## Problem statement
Could you rewrite every line of the listing from the line with "[locate] mountain ridge (one point each)" up to and including the last line of the listing, adjusting each coordinate by -11 and keeping the lines without coordinates, but leaving out the pictures?

========

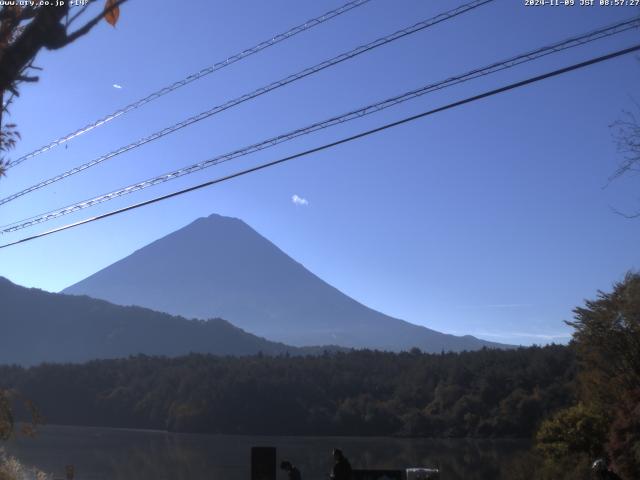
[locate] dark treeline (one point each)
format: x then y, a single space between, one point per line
488 393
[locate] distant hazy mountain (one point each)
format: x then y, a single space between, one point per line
220 267
37 326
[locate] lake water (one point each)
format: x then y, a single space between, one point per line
114 454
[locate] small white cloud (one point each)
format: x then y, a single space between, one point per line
297 200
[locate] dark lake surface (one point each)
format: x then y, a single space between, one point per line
114 454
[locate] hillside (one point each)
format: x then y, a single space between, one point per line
38 326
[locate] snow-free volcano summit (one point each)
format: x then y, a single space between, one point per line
219 267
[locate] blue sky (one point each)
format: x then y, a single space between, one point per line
490 219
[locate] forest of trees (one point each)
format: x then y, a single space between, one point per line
489 393
577 402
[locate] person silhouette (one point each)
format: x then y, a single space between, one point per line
292 472
341 467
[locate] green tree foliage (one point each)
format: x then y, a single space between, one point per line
607 418
488 393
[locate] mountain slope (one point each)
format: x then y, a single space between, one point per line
38 326
220 267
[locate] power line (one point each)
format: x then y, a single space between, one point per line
193 77
366 133
351 115
256 93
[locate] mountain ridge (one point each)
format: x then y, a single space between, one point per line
220 267
40 326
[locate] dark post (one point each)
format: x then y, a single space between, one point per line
263 463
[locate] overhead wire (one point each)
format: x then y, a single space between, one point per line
326 146
192 78
256 93
348 116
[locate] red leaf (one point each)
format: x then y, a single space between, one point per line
111 12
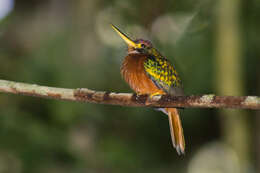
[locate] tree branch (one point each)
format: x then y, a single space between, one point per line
128 99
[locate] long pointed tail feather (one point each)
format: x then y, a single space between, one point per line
176 130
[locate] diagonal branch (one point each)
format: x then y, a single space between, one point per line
128 99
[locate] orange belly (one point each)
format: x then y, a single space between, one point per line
134 74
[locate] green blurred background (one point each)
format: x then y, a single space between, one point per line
70 44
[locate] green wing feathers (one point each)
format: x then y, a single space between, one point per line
163 74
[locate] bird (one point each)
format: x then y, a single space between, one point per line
148 72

========

## Task response
[locate] mountain ridge (one point each)
format: x then y, a single space between, one point per line
209 256
29 315
[locate] dark post (one point each)
format: x then y, a single space between, one point per line
252 452
[locate] overhead wire (one point each)
format: x then y, a single space between, one point per line
315 135
181 67
245 82
337 105
[locate] red leaf (one point each)
format: x then y, a single space between, one point per line
100 1
[locate] tree branch (one point each)
format: x then y, a single space between, one point per line
117 88
[locate] long pointed tail feather (one point each)
format: x then y, a single space between, one point per line
165 119
[locate] diagonal branch (one point each)
format: x then y, a single space between, one point per line
117 88
[locate] orange belly (one point each)
format: x then y, a single space between, one point per line
123 63
[locate] green blurred background (one point each)
format: x then y, a single space between, one point per line
59 33
[locate] green wing feathers (one point each)
format: x then y, a single space between, one point per line
152 63
[locate] bird (one point each)
format: x then y, a single space between, one point per line
137 61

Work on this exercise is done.